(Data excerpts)
************

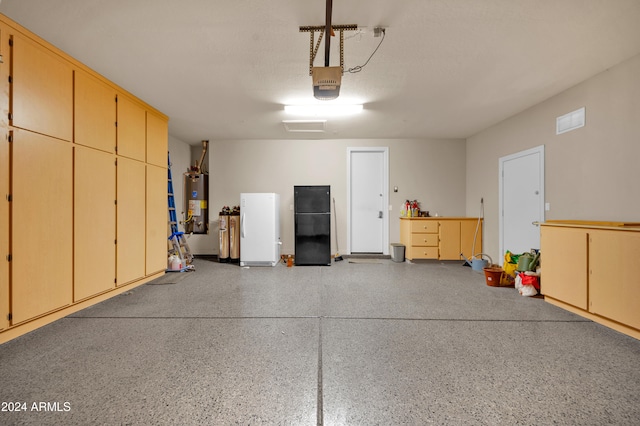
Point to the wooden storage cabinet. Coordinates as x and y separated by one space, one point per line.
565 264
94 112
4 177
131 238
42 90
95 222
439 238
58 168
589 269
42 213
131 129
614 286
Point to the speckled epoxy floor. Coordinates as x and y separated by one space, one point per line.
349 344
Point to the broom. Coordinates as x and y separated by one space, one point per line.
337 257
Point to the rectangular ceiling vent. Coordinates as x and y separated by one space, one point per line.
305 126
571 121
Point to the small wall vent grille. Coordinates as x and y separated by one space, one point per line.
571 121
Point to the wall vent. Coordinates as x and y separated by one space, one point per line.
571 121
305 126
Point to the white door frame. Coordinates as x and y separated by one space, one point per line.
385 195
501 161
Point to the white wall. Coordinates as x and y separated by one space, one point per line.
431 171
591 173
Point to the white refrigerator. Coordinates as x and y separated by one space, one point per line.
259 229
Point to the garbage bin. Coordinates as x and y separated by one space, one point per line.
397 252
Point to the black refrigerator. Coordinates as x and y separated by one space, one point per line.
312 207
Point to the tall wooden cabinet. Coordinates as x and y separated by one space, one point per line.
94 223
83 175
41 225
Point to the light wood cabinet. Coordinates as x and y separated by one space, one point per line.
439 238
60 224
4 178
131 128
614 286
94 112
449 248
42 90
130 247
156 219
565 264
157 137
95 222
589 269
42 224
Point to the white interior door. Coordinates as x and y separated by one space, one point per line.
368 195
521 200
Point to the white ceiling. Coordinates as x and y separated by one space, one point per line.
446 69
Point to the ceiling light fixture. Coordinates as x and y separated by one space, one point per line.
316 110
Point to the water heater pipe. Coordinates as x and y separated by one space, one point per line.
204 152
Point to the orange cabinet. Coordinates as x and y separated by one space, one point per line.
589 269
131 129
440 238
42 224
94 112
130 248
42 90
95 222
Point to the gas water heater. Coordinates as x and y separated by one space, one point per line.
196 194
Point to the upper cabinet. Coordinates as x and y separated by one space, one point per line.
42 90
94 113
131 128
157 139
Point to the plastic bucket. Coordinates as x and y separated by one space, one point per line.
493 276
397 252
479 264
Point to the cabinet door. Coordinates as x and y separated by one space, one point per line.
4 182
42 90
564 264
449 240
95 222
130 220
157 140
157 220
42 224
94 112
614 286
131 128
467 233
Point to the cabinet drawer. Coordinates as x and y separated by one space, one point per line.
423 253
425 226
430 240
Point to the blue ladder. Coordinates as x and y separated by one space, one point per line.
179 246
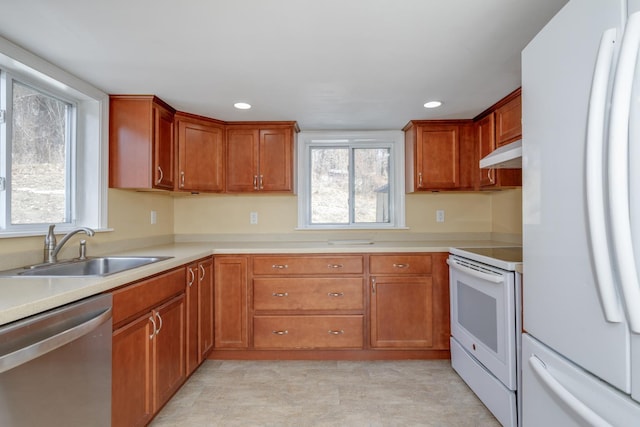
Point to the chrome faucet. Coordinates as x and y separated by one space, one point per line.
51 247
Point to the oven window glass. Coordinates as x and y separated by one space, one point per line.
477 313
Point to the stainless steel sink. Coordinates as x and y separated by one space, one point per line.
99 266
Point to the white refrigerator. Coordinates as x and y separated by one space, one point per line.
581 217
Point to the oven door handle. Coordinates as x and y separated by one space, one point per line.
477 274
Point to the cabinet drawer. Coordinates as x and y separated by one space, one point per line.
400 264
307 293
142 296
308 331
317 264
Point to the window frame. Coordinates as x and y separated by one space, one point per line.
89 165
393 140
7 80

************

» Problem to work on: Reproduce exactly the lines from the one containing "Point to the oven door" through the last line of the records, both included, and nothing else.

» Worked solution:
Point to the oven door handle. Coordinates as x and y separated by one space, one point per line.
477 274
Point to the cabinet drawer. Coordinates as x and y separated by one space, one point per line.
400 264
307 293
142 296
308 331
317 264
Point to the window frame. Coordinates as x and y separated by one space, one point per line.
89 165
393 140
7 80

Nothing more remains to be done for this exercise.